---------- TEKSTFRAGMENT
Klachtonderdelen c, d en e  

    5.16    Ten aanzien van deze klachtonderdelen heeft het onderzoek in hoger beroep niet geleid tot andere beschouwingen en gevolgtrekkingen dan die vervat in de beslissing van de raad, waarmee het hof zich verenigt.

Maatregel       

    5.17    Anders dan de raad acht het hof het vergeten van een zitting, met als consequentie dat de rechter uitspraak doet zonder de standpunten van klager bij de beoordeling te betrekken, te ernstig om van een sanctie af te zien. De door de raad genoemde omstandigheden (niet gebleken stelselmatigheid van het vergeten, het maken van excuses en het informeren van de rechtsbijstandsverzekeraar) brengen daarin geen wijziging. Daarbij komt dat het hof, anders dan de raad, ook gegrond acht de klacht dat verweerder klager niet heeft geïnformeerd over de comparitie van partijen. Alle omstandigheden in aanmerking genomen, acht het hof de sanctie van een waarschuwing passend en geboden.

    5.18    Het hof acht de maatregel van waarschuwing in dit geval passend en geboden.

Proceskostenveroordeling

    5.19    Het hof ziet daarnaast termen aanwezig om verweerder overeenkomstig artikel 57, tweede lid juncto artikel 48, zesde lid, Advocatenwet te veroordelen in de kosten die ten laste komen van de Nederlandse Orde van Advocaten in verband met de behandeling van de zaak. Deze kosten worden vastgesteld op € 1.000,- en moeten binnen een maand na het onherroepelijk worden van deze beslissing aan de Nederlandse Orde van Advocaten worden betaald.

BESLISSING

Het Hof van Discipline:

vernietigt de beslissing van de Raad van Discipline in het ressort Arnhem-Leeuwarden van 25 januari 2016 onder nummer 15-250 gewezen voor zover klachtonderdeel a gegrond en klachtonderdeel b ongegrond is verklaard en is bepaald dat aan verweerder geen maatregel wordt opgelegd en in zoverre opnieuw rechtdoende:

verklaart klachtonderdeel a alsnog ongegrond;

verklaart klachtonderdeel b gegrond als in 5.14 van deze beslissing overwogen;

bekrachtigt de beslissing van de Raad voor het overige;

legt aan verweerder op de maatregel van enkele waarschuwing;

veroordeelt verweerder tot betaling van de proceskosten in hoger beroep van  € 1.000,- aan de Nederlandse Orde van Advocaten te betalen binnen een maand na deze uitspraak door overmaking op rekeningnummer IBAN:NL85 INGB 0000 079000, BIC:INGBNL2A, t.n.v. Nederlandse Orde van Advocaten, Den Haag, onder vermelding van “kostenveroordeling hoger beroep zaaknummer HvD 160047”.

Aldus gewezen door mr. G.J. Driessen-Poortvliet, voorzitter, mrs. G. Creutzberg, G.W.S. de Groot, A.R. Sturhoofd en E.M. Soerjatin, leden, in tegenwoordigheid van mr. C.M.J. Gijzen, griffier, en in het openbaar uitgesproken op 26 augustus 2016.

griffier    voorzitter    

De beslissing is verzonden op 26 augustus 2016.
--------------------
Neem uit het tekstfragment over de tuchtbeslissing letterlijk over wat begint bij de woorden "bekrachtigt de beslissing" en stop na de woorden "uitgesproken op 26 augustus 2016.".
---------- INVOERGEGEVENS
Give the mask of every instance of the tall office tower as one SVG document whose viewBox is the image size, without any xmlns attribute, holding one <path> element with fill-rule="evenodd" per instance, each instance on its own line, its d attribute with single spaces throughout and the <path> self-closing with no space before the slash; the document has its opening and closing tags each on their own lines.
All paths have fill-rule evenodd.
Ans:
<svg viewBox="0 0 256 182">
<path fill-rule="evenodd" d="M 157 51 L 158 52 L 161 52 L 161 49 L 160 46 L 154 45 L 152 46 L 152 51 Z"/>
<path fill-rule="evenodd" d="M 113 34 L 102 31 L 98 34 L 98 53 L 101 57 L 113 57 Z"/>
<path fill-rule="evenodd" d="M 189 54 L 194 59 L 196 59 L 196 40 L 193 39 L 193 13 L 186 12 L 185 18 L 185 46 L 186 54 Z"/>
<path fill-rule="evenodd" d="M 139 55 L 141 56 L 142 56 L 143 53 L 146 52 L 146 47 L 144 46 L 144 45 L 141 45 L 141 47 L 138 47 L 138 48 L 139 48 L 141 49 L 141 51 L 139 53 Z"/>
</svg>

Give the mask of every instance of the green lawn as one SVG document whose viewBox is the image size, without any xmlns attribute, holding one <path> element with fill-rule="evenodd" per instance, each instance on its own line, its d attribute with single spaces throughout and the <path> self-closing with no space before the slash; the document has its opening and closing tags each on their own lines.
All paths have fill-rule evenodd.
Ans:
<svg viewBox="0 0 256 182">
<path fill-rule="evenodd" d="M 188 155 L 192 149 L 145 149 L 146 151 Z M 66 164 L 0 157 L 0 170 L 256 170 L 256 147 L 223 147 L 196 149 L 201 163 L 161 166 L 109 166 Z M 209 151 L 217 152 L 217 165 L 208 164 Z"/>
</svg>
--------------------
§ **EINDANTWOORD**
bekrachtigt de beslissing van de Raad voor het overige;

legt aan verweerder op de maatregel van enkele waarschuwing;

veroordeelt verweerder tot betaling van de proceskosten in hoger beroep van  € 1.000,- aan de Nederlandse Orde van Advocaten te betalen binnen een maand na deze uitspraak door overmaking op rekeningnummer IBAN:NL85 INGB 0000 079000, BIC:INGBNL2A, t.n.v. Nederlandse Orde van Advocaten, Den Haag, onder vermelding van “kostenveroordeling hoger beroep zaaknummer HvD 160047”.

Aldus gewezen door mr. G.J. Driessen-Poortvliet, voorzitter, mrs. G. Creutzberg, G.W.S. de Groot, A.R. Sturhoofd en E.M. Soerjatin, leden, in tegenwoordigheid van mr. C.M.J. Gijzen, griffier, en in het openbaar uitgesproken op 26 augustus 2016.